* **Request**
Locate the line with "locate the red interior in the photo above" in the material. Copy that line and each one after it, through the last, exactly and with nothing else.

-*-*-

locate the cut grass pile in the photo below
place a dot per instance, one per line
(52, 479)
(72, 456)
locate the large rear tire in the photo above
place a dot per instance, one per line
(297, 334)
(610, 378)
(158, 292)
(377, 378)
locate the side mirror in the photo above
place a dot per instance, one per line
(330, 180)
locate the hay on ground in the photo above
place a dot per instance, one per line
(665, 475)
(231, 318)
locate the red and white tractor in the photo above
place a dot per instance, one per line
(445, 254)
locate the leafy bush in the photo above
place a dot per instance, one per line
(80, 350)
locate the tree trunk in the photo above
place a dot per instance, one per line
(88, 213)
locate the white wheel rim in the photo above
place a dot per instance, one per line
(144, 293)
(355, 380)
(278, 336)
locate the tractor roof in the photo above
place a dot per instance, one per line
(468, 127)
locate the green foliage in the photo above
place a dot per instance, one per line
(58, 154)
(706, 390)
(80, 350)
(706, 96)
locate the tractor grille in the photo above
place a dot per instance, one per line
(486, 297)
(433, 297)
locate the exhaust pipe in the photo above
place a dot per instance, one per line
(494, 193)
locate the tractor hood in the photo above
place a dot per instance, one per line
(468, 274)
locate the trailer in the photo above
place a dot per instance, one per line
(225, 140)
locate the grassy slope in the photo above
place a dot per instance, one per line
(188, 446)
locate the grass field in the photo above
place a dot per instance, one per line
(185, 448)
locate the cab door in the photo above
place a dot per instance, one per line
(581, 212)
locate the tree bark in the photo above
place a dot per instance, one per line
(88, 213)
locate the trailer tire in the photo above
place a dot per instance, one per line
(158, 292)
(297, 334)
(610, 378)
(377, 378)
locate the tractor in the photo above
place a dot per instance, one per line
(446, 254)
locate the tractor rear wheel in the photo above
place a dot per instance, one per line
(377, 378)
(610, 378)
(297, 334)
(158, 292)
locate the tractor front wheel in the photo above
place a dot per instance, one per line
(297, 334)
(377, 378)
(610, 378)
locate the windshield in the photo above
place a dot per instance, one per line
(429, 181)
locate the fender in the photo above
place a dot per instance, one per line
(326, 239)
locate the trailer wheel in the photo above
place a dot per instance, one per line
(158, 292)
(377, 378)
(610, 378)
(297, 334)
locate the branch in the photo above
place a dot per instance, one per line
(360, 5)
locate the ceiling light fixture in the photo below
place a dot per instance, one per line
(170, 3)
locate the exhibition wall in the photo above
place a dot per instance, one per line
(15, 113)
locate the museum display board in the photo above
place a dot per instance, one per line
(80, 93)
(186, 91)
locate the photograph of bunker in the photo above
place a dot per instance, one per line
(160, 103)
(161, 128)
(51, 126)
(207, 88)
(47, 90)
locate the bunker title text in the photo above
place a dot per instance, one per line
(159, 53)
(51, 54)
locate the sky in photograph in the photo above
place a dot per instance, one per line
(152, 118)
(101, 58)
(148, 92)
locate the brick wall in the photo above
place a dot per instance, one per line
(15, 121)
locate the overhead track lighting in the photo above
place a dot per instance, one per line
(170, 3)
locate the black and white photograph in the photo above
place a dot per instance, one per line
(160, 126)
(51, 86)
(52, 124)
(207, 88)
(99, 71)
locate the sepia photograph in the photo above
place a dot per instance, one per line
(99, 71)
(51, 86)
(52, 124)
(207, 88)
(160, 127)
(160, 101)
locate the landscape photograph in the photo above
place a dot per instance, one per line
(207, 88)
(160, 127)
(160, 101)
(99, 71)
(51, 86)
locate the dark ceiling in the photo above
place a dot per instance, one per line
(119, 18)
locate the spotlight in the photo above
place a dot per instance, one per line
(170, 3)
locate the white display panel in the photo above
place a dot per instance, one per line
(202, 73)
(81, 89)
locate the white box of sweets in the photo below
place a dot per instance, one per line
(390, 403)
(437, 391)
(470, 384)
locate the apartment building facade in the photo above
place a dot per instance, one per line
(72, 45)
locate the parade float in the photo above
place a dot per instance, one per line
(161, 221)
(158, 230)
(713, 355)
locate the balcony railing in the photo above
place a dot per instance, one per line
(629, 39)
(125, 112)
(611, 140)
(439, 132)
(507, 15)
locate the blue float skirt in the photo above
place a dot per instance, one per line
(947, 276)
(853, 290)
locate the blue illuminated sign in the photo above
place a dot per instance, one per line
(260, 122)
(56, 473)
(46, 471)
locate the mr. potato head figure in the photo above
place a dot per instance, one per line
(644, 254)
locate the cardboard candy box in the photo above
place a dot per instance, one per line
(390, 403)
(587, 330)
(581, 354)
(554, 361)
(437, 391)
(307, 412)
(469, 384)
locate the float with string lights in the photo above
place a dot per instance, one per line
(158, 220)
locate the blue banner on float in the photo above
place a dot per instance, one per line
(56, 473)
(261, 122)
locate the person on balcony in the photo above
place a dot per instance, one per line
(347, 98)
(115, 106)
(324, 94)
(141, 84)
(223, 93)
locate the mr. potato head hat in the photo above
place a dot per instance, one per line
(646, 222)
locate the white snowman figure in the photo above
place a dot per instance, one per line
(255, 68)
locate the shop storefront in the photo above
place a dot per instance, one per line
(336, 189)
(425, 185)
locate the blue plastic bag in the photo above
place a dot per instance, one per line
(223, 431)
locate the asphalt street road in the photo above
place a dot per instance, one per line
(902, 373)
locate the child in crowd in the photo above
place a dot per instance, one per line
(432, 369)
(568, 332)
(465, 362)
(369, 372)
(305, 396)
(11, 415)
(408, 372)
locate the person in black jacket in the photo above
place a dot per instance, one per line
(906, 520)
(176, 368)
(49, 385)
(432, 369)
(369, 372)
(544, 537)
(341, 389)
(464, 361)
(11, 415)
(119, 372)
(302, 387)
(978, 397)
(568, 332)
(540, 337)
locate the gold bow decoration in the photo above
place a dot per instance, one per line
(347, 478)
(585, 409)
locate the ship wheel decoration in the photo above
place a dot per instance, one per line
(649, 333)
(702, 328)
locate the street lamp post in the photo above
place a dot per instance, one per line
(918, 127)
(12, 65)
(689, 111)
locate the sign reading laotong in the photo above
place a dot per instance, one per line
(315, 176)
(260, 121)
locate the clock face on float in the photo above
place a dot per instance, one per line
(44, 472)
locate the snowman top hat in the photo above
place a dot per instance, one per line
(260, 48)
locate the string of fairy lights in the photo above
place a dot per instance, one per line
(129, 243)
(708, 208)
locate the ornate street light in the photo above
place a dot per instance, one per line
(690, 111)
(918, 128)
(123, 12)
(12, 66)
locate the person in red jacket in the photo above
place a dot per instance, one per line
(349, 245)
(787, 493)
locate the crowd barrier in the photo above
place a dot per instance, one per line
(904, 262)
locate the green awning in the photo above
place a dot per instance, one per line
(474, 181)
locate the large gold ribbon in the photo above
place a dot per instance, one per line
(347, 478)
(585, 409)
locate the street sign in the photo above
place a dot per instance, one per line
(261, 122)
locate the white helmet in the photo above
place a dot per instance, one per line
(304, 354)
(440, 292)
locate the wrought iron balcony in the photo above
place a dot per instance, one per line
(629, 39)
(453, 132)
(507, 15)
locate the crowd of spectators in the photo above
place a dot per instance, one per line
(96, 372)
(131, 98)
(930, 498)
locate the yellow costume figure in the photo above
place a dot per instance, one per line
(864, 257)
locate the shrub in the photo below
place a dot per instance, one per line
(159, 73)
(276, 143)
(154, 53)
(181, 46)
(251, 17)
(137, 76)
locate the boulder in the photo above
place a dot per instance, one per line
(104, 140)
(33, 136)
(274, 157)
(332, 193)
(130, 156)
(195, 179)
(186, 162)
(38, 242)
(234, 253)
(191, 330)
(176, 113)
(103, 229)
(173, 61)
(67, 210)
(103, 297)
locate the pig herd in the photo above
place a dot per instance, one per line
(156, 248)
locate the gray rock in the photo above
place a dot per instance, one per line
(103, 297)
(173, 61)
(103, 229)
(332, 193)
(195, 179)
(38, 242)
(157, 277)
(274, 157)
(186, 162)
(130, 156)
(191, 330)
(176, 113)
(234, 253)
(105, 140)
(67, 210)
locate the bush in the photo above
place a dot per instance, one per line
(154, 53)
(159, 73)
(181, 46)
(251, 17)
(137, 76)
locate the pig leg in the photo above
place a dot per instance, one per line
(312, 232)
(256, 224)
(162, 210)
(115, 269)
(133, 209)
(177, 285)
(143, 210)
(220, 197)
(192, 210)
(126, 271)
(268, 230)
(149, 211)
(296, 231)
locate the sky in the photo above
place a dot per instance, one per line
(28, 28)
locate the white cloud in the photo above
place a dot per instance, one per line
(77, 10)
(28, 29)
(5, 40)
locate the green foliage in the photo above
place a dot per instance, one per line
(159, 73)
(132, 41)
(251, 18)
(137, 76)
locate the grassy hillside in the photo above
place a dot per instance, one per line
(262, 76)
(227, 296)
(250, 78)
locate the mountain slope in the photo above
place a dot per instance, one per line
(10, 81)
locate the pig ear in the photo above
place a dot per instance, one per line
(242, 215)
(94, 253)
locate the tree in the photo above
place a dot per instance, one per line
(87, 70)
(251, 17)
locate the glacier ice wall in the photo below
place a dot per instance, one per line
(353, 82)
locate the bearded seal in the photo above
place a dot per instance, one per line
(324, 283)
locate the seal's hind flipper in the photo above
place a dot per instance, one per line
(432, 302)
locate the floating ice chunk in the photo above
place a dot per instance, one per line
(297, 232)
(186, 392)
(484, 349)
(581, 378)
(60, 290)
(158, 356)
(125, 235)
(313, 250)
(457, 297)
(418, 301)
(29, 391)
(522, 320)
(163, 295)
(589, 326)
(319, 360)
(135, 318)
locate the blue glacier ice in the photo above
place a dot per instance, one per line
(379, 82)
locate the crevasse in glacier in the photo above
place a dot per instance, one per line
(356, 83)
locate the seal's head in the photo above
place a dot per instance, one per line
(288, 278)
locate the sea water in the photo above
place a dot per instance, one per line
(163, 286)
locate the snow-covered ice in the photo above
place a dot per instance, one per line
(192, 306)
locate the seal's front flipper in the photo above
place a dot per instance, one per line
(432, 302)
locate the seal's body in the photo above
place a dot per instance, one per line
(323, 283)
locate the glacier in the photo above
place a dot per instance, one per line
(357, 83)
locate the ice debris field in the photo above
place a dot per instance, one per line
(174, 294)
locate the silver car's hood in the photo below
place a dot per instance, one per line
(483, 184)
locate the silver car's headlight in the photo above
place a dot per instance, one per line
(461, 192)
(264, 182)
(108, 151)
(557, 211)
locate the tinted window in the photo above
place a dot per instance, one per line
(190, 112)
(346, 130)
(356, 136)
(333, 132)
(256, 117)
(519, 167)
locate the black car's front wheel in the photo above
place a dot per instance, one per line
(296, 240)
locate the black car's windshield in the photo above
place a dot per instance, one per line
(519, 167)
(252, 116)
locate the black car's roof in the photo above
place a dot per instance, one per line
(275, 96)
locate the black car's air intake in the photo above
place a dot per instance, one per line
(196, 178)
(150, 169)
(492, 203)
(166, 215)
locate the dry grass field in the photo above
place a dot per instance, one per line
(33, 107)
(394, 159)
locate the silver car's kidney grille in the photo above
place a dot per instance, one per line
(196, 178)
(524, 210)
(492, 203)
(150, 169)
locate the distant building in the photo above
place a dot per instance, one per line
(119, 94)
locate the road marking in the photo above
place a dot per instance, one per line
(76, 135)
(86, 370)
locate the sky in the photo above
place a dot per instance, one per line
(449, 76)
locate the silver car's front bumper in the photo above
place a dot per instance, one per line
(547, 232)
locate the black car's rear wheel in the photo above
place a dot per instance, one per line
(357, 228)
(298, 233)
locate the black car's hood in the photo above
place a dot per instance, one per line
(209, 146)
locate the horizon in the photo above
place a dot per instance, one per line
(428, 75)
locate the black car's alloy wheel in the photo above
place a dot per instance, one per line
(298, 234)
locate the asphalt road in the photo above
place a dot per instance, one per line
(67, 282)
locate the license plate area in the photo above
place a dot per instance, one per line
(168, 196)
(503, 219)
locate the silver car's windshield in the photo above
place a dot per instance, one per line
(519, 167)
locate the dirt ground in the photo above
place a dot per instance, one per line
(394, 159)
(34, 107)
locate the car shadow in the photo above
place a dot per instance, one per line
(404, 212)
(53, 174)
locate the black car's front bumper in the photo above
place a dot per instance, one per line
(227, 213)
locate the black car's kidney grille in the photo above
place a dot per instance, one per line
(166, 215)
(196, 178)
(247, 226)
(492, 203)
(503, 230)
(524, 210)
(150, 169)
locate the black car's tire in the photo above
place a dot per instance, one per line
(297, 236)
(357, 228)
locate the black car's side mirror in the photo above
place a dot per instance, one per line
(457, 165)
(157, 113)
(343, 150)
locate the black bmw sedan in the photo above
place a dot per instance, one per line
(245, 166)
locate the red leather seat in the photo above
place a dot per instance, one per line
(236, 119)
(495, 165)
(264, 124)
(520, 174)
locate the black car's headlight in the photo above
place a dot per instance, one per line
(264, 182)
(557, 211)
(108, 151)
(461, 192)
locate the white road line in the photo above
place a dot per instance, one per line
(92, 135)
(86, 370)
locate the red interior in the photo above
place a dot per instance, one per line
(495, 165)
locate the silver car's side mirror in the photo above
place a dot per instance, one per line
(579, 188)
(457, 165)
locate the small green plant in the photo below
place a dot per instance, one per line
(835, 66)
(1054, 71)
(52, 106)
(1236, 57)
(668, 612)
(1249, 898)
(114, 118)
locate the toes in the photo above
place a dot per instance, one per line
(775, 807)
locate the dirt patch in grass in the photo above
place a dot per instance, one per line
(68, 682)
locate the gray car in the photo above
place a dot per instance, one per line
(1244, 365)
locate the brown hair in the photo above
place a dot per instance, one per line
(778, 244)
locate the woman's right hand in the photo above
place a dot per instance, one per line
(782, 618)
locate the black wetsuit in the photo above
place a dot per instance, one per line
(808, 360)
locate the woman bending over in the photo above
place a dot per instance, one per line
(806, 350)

-*-*-

* **Result**
locate the red interior in the photo above
place a dot per instance, one per line
(495, 165)
locate the silver car's side mirror in the photo above
place a dot per instance, one per line
(579, 188)
(457, 165)
locate the small green plant in the photo below
place a dot per instance, one per line
(835, 66)
(1054, 71)
(52, 106)
(1236, 57)
(668, 612)
(1249, 898)
(114, 118)
locate the toes in the photo above
place a dot per instance, one per line
(775, 807)
locate the dirt patch in grass in the photo above
place a dot per instance, one per line
(68, 682)
locate the gray car in the photo above
place a dot per instance, one per line
(1244, 365)
locate the brown hair in the photo above
place a dot per instance, one per line
(778, 244)
locate the woman's right hand in the photo above
place a dot per instance, one per line
(782, 618)
locate the black wetsuit in the photo above
place a dot per instance, one per line
(808, 360)
locate the woman bending over in the photo above
place a dot per instance, one per line
(806, 350)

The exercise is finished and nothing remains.